Show each line of the listing below that contains the word "green". Case matters.

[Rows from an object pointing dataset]
* Begin *
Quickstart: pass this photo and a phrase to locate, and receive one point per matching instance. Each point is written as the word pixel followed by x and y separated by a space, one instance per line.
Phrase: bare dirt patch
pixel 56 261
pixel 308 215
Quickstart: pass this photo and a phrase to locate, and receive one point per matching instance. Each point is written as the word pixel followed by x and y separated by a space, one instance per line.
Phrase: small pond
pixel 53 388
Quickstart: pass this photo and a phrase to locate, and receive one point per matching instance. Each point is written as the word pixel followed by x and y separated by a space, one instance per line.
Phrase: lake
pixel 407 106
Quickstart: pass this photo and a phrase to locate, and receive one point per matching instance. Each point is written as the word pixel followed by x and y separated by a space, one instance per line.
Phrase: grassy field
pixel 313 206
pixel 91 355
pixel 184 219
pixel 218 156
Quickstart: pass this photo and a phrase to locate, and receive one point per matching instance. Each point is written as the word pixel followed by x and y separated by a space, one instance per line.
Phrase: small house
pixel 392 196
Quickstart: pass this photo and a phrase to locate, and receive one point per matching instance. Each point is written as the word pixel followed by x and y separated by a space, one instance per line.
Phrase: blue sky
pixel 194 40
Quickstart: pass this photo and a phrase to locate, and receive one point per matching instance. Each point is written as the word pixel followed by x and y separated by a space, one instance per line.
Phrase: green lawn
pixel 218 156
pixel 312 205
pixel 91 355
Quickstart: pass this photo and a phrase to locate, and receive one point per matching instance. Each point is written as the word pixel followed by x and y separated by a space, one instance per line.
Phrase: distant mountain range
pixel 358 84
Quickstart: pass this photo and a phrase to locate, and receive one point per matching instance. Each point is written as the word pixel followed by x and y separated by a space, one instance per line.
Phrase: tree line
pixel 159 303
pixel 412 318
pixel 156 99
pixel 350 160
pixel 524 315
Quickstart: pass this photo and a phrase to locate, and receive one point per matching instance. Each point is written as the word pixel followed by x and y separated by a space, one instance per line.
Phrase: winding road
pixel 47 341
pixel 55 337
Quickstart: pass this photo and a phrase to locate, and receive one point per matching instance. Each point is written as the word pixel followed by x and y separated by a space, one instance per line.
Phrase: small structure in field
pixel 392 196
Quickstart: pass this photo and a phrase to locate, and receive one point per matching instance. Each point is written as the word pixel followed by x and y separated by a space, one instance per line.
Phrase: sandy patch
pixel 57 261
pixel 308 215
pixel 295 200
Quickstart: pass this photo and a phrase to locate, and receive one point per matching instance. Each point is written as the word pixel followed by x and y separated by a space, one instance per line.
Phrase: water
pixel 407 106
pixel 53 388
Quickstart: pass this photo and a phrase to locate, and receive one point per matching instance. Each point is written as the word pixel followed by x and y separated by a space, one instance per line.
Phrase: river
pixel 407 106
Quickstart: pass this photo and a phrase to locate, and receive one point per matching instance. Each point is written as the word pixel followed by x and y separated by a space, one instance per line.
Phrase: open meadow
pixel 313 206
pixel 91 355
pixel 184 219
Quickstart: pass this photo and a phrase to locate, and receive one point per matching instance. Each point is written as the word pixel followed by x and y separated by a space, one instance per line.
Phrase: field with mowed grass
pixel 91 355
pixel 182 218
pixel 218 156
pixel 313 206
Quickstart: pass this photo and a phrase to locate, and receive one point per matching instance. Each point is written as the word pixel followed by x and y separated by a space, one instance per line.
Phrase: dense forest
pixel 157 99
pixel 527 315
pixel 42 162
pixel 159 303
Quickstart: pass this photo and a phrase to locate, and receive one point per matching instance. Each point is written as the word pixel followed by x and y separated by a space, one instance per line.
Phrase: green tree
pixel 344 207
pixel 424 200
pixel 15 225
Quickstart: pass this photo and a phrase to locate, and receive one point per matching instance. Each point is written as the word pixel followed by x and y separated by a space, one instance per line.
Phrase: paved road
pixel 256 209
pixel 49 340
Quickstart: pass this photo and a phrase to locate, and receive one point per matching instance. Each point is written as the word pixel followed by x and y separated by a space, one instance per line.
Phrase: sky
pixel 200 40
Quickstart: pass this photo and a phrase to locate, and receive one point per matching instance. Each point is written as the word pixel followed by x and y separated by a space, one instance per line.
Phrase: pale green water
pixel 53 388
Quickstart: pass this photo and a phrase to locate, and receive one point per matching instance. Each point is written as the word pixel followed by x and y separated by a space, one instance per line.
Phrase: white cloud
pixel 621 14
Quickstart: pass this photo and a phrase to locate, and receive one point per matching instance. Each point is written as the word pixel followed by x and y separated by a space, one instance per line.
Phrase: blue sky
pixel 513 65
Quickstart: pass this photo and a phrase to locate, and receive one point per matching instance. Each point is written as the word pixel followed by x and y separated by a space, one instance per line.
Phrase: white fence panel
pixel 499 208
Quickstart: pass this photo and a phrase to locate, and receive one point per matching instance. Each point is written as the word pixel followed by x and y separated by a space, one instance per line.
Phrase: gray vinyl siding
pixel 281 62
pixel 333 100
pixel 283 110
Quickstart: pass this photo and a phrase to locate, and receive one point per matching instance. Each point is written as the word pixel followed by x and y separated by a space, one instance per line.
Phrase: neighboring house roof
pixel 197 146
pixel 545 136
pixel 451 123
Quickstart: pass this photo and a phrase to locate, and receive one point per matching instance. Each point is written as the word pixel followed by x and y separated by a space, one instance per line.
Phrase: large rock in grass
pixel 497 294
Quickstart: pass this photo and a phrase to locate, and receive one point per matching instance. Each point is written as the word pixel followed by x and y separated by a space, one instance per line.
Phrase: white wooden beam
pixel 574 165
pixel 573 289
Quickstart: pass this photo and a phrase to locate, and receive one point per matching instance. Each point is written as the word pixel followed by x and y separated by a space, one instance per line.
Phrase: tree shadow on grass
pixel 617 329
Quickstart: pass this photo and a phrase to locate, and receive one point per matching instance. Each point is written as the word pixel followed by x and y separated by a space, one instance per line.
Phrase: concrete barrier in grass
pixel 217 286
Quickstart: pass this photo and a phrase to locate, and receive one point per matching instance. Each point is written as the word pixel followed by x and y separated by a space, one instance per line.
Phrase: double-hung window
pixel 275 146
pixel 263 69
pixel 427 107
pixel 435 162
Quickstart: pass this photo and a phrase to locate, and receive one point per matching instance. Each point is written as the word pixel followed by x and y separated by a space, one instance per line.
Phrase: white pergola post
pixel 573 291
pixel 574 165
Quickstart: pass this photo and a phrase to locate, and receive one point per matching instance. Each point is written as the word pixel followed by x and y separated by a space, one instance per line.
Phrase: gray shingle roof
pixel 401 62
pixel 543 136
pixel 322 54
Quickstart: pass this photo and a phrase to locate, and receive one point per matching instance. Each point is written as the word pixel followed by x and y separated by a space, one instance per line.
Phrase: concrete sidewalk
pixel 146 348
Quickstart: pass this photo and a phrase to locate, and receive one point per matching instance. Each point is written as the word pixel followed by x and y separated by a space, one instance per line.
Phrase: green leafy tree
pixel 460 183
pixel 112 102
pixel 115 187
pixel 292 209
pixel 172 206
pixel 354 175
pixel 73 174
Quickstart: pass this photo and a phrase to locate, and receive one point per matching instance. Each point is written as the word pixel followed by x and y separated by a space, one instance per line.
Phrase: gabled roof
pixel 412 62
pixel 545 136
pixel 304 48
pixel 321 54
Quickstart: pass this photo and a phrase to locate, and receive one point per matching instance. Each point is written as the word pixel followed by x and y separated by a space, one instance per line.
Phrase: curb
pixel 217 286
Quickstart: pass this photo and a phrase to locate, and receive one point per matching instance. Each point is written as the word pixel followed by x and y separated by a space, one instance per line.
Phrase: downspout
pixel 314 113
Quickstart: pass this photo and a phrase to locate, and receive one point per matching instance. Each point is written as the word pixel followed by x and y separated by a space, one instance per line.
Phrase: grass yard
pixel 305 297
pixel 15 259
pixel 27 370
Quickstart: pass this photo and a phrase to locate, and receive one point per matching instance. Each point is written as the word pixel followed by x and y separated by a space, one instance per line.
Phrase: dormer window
* End *
* Begin *
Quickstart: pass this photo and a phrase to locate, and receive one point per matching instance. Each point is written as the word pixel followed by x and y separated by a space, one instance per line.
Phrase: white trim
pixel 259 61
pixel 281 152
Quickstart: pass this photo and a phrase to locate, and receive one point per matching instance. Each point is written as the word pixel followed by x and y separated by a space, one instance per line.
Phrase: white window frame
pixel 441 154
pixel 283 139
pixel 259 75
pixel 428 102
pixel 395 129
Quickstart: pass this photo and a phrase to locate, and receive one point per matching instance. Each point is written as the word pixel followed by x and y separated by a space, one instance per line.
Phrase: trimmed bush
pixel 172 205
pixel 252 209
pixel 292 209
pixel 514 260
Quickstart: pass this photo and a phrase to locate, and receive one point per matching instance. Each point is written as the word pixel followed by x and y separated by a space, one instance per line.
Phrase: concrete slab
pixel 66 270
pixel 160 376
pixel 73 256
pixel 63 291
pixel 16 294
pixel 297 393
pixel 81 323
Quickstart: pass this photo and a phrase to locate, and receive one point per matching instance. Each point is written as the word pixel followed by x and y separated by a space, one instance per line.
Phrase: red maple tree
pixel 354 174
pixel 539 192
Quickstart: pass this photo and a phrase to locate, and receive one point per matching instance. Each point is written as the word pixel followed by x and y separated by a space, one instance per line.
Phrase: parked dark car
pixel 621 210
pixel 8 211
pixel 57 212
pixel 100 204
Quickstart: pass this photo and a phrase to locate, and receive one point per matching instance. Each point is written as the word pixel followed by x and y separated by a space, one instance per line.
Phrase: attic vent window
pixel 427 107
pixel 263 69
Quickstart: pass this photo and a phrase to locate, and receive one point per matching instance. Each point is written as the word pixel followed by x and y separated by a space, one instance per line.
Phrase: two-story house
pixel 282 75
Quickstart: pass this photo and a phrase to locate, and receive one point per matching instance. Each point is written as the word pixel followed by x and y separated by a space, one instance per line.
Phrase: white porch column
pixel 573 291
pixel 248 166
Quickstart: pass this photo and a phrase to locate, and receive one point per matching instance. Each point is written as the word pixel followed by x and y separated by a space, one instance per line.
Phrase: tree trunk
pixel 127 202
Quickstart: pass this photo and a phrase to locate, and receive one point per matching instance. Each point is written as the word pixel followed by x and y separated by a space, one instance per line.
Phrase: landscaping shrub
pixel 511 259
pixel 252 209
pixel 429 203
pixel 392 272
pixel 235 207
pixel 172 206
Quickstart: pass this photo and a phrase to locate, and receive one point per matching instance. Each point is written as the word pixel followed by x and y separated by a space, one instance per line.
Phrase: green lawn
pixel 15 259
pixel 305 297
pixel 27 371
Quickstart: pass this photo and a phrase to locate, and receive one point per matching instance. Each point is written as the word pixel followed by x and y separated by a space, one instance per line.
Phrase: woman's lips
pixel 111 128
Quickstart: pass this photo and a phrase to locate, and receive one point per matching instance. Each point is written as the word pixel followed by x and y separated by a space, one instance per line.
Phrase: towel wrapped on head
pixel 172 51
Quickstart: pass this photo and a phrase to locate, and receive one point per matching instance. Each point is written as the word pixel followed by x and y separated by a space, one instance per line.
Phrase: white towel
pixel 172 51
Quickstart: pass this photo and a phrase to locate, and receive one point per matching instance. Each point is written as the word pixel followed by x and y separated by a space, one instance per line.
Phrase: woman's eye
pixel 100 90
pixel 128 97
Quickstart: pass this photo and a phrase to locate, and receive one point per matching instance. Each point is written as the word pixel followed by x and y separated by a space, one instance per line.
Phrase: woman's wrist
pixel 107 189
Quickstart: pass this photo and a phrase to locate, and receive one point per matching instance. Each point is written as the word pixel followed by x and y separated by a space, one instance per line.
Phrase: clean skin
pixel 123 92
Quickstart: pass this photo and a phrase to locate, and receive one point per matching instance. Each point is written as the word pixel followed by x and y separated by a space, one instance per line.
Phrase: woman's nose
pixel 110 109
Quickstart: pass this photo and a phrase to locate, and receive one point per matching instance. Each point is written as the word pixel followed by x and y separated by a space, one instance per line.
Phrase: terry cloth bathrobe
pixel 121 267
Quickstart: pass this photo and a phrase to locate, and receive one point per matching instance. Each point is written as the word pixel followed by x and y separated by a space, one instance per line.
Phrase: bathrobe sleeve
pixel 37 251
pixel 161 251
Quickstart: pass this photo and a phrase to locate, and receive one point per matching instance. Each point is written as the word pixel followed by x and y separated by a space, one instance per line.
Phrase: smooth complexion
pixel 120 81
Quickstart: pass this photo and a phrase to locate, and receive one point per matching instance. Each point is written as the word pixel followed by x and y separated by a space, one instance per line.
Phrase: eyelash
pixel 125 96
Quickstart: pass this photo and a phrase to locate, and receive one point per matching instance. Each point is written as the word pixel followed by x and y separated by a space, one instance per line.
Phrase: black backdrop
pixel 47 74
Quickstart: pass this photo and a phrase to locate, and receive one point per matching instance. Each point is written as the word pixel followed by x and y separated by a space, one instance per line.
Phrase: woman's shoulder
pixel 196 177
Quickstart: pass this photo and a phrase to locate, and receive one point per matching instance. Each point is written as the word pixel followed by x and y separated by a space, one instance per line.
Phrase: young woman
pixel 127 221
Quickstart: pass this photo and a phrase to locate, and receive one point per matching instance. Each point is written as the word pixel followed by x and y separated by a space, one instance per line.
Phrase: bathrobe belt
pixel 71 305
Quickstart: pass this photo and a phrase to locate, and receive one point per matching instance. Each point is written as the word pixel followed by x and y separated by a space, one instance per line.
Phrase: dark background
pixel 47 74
* End *
→ Response:
Phrase: green lawn
Phrase: green tree
Phrase: pale green water
Phrase: green leafy tree
Phrase: green lawn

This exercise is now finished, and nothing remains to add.